[START Input records]
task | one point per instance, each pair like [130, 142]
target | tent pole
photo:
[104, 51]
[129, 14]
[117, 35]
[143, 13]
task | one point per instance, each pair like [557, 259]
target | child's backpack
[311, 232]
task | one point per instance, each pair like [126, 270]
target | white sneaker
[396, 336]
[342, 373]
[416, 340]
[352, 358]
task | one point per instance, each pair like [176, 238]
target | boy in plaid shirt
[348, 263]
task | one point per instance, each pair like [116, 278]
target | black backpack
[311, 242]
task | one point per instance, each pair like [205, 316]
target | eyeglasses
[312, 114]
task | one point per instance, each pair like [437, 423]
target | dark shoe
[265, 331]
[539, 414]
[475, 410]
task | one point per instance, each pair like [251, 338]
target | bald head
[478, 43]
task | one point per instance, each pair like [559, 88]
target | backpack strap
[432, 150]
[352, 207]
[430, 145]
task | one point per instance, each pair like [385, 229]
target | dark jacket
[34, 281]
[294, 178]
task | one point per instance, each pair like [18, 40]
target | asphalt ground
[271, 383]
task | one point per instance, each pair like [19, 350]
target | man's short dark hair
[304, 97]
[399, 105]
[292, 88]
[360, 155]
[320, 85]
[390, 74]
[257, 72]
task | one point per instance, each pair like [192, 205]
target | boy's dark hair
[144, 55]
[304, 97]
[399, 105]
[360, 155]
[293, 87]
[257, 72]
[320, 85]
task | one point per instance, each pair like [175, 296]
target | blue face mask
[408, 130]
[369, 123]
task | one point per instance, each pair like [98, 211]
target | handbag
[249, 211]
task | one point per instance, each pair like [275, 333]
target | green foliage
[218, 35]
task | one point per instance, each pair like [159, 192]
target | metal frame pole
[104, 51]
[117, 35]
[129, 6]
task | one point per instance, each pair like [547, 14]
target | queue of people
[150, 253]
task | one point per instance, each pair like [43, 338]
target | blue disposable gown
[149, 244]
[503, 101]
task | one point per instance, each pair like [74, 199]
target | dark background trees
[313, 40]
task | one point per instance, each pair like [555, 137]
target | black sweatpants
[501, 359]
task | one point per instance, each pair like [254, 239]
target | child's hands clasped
[END Input records]
Exercise details — Rewrite every line from the one containing "task | one point per instance, each pair like [175, 296]" through the end of the data, inclusive, adding 53 to each coordinate of the answer points. The sample pairs must stay unchanged.

Task output —
task | one point per instance, each pair like [175, 296]
target | blue face mask
[461, 183]
[422, 176]
task | one point per instance, each pair like [98, 211]
target | handbag
[302, 264]
task | one point per instance, each pair like [275, 333]
target | green foliage
[271, 88]
task | one point per instance, each pair like [159, 192]
target | metal frame pole
[157, 104]
[170, 88]
[182, 59]
task | one point per instance, each pair like [547, 14]
target | queue of people
[203, 306]
task | one point per instance, each pair like [43, 338]
target | blue disposable gown
[202, 297]
[556, 154]
task | one point per instance, each pair like [74, 199]
target | dark background trees
[366, 93]
task | one point per instance, each pair like [555, 137]
target | black sweatpants
[554, 412]
task | one point per instance, each pair like [254, 239]
target | child's hands clasped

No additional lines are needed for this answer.